----- Passage for review -----

BMA writing competition: My heart breaks too

Words were all she had, but words would never be enough. In the first of two runners-up entries from the BMA writing competition, Revati Naran recalls her emotions as she conveyed some devastating news

Location: UK
Published: Tuesday 13 October 2020
October, writing competition runner up

Here we all sit, in this tiny room with its pseudo-comfortable chairs and bare walls.

Me, in dishevelled scrubs with a pen in my hair, looking too young to be telling you this kind of news. And you, woken in the small hours with words that hide their real meaning like matryoshka dolls. ‘Get here as soon as you can.’

I will stick to the facts, to the bare bones, excuse my pun. I will use numbers, move sequentially. Pause for effect, to let it sink in. I will look you in the eyes when I speak because it is my actions, my team’s actions, that I have to tell you about, to take ownership of.

I do not think for one second you are listening to me or understanding because how can you, how can you absorb these words when all that is running through your head is white noise and blankness.

You are remembering, perhaps, the time your mother held you after someone broke your heart. How she stroked your hair, promised there would be someone better and then handed you tea in your favourite mug. You are thinking about the rings she was wearing when she came into hospital.

The last time you went out for dinner together. Who her favourite couple was on Strictly Come Dancing.

Or maybe it is your brother who is in your head – the one who stole food off your plate when he didn’t think you would notice, who snuck you into a gig when you were underage, who shuffled his feet with a choked-up throat when you left for university but would never tell you he misses you, never say out loud that he loves you.

I do not know any of this. What I know of them, my patient, is how difficult it was to find a vein to put the cannula into, how three people were trying on both arms, blindly stabbing around. How their eyes were open when I ran to their bedside, with a nurse already doing CPR. I know that we tried, we kept trying, to undo what their body had done, to restart, re-shock, reboot.

I tell you I am sorry. I am so sorry. I wish we had run up the stairs faster. I wish we could have fixed it, I wish this was the way it is on TV. I wish we could have predicted this. I feel sorrow for the fact that we failed to prevent the inevitable but also failed to prepare you, we failed to tell you that this could happen because we didn’t know that it would.

This word that I use is inadequate and they all are.
I have nothing to say to tell you how I feel for you. Please look at me and believe that I mean it, but that this word is all I have to give you. Please understand that I would like to hold you and let you cry on me so that you might know that I am more than sorry, this word that is a spectrum, but that you don’t know me and I don’t know you and etiquette dictates that I stay where I am.

I will not cry in front of you but please know that when I tell you these words, my heart breaks too.

That I have to take deep breaths before saying what I know will shatter yours. When I tell you I am sorry, please know that I know and sorrow for what has happened and what is to come for you – the days of waiting, the bureaucracy and the emptiness.

This conversation gets more practised and more fluent but is never easier to have. I haven’t enough experience with language to find more eloquent, meaningful things to say and express to you what I feel. Just know that I do. I am sorry, so sorry.

-----

Brief:
Rewrite the stretch of the competition essay from "I tell you I am sorry." through "that it would.", putting "television" in place of "TV".

----- Supplied data -----

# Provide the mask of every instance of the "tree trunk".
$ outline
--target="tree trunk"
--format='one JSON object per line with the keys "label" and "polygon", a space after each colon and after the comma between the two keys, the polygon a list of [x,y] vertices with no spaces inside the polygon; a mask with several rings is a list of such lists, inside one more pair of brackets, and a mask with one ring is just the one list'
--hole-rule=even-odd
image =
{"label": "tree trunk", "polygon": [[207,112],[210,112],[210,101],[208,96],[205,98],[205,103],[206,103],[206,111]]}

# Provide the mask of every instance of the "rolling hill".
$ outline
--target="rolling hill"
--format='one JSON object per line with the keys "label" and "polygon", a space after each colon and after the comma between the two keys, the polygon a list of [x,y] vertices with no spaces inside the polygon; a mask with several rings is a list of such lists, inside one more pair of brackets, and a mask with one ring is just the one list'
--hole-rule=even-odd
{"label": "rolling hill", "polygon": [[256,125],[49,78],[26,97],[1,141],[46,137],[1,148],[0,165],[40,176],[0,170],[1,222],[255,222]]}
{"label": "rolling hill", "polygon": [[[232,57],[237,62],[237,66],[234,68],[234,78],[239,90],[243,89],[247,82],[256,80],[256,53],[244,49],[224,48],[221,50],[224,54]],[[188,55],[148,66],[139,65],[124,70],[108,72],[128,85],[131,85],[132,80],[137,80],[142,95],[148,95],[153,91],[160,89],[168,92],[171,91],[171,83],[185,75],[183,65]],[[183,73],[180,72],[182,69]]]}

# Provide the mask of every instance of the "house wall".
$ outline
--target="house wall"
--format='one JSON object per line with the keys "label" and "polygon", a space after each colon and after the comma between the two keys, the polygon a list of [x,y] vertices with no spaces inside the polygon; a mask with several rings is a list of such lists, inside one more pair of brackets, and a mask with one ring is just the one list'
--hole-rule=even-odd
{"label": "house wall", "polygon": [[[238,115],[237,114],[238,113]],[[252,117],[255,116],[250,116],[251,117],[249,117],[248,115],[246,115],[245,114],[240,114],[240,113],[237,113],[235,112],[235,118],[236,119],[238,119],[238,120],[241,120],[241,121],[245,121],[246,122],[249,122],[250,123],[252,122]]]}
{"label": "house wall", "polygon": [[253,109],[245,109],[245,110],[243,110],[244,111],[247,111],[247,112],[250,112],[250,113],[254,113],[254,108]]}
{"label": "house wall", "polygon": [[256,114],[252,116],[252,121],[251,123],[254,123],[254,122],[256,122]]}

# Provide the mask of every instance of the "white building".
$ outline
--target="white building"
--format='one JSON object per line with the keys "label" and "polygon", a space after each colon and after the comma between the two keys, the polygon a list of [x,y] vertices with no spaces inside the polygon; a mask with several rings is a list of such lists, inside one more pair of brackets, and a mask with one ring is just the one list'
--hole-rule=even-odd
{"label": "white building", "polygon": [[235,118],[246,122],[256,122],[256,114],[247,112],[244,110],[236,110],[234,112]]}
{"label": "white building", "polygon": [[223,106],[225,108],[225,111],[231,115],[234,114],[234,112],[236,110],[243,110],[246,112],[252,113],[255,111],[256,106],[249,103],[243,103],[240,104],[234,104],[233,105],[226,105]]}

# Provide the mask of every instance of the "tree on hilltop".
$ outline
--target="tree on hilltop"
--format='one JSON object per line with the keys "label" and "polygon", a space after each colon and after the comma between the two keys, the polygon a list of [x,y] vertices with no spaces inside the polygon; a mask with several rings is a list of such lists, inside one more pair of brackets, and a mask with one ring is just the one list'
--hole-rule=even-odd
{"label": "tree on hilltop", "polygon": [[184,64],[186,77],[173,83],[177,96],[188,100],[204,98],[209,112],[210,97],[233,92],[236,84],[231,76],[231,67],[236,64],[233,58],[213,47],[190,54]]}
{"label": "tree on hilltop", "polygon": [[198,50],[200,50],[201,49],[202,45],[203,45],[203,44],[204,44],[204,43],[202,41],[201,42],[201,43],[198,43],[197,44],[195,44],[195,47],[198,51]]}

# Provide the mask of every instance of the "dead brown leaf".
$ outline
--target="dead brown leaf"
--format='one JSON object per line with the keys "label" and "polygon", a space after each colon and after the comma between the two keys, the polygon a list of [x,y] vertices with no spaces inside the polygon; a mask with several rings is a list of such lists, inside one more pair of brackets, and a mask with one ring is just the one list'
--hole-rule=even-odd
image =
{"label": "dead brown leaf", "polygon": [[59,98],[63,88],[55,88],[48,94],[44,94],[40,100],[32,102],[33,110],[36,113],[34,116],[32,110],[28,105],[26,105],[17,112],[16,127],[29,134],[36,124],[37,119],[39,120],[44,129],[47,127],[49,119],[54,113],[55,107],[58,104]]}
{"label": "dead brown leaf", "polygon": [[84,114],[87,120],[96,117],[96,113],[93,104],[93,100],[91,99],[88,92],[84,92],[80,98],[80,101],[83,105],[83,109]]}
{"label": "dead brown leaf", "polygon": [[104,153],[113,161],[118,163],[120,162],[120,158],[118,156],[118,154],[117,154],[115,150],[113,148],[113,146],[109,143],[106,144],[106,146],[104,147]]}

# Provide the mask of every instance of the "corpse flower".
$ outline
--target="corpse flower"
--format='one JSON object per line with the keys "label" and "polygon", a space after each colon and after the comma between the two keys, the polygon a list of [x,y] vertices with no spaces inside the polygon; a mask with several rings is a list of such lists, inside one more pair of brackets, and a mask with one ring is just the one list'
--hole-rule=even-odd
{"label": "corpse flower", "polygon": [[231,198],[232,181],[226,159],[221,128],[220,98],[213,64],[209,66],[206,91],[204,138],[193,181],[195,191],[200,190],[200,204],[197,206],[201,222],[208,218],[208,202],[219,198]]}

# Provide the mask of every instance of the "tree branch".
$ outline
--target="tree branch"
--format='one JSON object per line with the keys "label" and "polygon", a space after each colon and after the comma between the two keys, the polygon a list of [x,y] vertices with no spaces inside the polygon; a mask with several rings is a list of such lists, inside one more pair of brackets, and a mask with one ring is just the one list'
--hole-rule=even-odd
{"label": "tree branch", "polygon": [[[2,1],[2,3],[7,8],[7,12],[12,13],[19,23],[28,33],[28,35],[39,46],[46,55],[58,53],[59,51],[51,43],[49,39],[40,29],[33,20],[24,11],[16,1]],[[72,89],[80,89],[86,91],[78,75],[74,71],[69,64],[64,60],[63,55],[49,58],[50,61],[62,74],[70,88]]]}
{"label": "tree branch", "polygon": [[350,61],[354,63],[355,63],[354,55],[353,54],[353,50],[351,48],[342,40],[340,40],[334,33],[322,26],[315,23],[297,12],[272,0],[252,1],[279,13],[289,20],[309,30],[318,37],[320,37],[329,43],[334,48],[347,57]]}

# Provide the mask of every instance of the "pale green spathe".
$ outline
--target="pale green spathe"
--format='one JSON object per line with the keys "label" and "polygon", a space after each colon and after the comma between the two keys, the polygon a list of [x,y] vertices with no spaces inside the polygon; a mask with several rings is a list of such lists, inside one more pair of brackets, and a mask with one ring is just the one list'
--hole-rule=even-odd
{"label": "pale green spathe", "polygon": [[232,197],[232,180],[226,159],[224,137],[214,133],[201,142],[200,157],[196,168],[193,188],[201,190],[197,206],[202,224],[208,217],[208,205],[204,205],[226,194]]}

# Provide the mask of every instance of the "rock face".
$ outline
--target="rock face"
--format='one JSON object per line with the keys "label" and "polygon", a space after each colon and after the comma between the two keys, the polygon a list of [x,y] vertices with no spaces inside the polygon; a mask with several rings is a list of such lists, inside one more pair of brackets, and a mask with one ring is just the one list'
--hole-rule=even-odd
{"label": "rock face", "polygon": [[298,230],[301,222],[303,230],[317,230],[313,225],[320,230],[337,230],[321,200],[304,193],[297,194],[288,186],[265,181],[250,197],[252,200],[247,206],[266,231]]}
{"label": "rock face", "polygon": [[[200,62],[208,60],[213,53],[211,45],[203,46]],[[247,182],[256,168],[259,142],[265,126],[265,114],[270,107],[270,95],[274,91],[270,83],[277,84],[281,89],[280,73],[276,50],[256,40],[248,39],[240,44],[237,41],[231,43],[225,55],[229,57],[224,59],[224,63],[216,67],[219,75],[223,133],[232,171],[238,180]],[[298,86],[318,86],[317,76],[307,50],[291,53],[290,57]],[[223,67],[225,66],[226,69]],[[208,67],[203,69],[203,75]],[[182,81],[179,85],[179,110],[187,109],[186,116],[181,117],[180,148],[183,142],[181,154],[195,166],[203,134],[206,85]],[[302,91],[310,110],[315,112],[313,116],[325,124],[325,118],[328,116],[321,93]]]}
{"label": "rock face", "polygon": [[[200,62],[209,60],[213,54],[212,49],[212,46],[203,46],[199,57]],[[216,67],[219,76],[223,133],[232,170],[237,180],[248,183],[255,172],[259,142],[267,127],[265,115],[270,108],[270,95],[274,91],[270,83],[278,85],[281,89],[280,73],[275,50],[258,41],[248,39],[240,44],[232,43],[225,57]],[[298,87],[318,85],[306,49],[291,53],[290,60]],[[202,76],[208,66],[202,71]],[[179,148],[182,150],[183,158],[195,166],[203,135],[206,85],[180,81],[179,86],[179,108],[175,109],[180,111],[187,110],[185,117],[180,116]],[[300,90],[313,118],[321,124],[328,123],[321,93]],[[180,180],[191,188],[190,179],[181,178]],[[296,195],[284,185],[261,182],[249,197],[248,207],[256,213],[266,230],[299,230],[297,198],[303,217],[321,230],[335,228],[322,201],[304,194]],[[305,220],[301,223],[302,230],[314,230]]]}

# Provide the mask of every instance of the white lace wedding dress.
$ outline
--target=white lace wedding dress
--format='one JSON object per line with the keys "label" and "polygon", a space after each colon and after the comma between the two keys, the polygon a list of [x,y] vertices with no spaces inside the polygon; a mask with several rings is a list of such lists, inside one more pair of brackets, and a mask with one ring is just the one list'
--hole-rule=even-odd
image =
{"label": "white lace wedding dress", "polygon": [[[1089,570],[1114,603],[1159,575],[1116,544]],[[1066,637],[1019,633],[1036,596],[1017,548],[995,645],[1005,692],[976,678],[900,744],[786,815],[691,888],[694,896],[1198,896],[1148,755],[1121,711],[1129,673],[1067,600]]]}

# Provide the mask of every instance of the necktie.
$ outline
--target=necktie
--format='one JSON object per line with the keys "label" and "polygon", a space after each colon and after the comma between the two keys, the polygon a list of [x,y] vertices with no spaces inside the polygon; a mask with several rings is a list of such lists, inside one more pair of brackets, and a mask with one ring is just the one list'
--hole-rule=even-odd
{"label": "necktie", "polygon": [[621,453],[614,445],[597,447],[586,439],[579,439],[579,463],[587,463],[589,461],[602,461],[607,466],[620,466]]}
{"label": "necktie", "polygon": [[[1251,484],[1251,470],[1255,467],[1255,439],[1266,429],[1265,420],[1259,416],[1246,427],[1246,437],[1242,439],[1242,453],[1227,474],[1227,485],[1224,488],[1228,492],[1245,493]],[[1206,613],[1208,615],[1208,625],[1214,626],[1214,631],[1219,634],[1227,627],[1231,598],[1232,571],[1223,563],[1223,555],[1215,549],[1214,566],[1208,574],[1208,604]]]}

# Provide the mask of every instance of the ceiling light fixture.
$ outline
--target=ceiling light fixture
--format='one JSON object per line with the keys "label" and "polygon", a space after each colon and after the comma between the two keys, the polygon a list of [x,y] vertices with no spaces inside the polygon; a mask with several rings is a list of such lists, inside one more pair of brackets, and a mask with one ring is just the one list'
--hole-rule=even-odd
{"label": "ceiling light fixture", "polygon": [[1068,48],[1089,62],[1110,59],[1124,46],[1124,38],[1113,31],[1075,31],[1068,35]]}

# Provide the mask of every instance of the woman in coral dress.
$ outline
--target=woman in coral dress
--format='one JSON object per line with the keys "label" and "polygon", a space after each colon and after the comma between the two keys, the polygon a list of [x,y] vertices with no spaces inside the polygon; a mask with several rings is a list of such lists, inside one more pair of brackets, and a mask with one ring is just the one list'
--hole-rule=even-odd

-----

Final answer:
I tell you I am sorry. I am so sorry. I wish we had run up the stairs faster. I wish we could have fixed it, I wish this was the way it is on television. I wish we could have predicted this. I feel sorrow for the fact that we failed to prevent the inevitable but also failed to prepare you, we failed to tell you that this could happen because we didn’t know that it would.